#### PASSAGE GIVEN

Fatigue testing was also carried out using the DMA/STDA 861^e analyser. Samples for fatigue testing were the same as for the damping measurement. They were tested at 20 °C in air atmosphere (shear mode, 100 Hz) with an amplitude of 15 μm for 28 hours.

2.4. Reaction mechanism

Nitrogen atoms in tertiary amine (DMP-30) have larger electrophilicity than carbon atoms; they are the nucleophilic reagent. The lone pair electrons of the nitrogen atom of tertiary amine (DMP-30) will trigger the ring-opening reaction of the epoxy groups and generate the oxygen anion active center. The produced oxygen anion still has chemical activity and will trigger more ring-opening reactions.^51,52 Therefore, reactions continue until all the epoxy groups open their rings and the liquid is cured finally. Curing mechanism is shown in Scheme 1.

Scheme 1 Chemical reactions between DMP-30 and EP-1564.

Electrons of the carbon atoms in the isocyanate root are attracted by the oxygen atoms and nitrogen atoms simultaneously. Thus carbon atoms in the isocyanate roots are electron-deficient units. Tertiary amine DMP-30 will catalyze both of the reactions between isocyanate root and hydroxyl group or hydrone. Generally speaking, DMP-30 has more of an effect on the reaction between isocyanate and the hydrone. But in this experiment, water has been eliminated beforehand. Besides, addition of the phosphoric acid will also restrict the side reactions of the isocyanate. Carbon atoms in the isocyanate roots will be attacked by the nucleophilic reagent and turn into an astatic intermediate complex.^53–56 This intermediate complex has a higher reactivity and it will continue to react with the dihydric alcohol (PU-b). Because of the relatively large steric effect of benzene ring, resins will be catalyzed and cured mildly according to the stepwise polymerization and result in the polyurethane elastomers (Scheme 2).

Scheme 2 Chemical reactions between DMP-30 and PU 130T.

########
#### RECORD LIST

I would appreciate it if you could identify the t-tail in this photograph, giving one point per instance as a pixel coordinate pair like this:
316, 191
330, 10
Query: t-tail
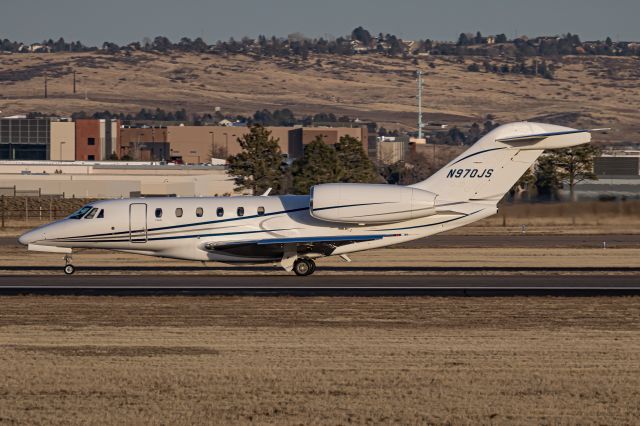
486, 171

########

Answer these questions using the passage on fatigue testing and curing reactions:
1. For how long, and at what temperature, were the samples fatigue tested?
2. What reaction do the lone pair electrons of the nitrogen atom in DMP-30 trigger?
3. What does the addition of phosphoric acid restrict?

1. The samples were tested for 28 hours at 20 °C.
2. They trigger the ring-opening reaction of the epoxy groups.
3. It restricts the side reactions of the isocyanate.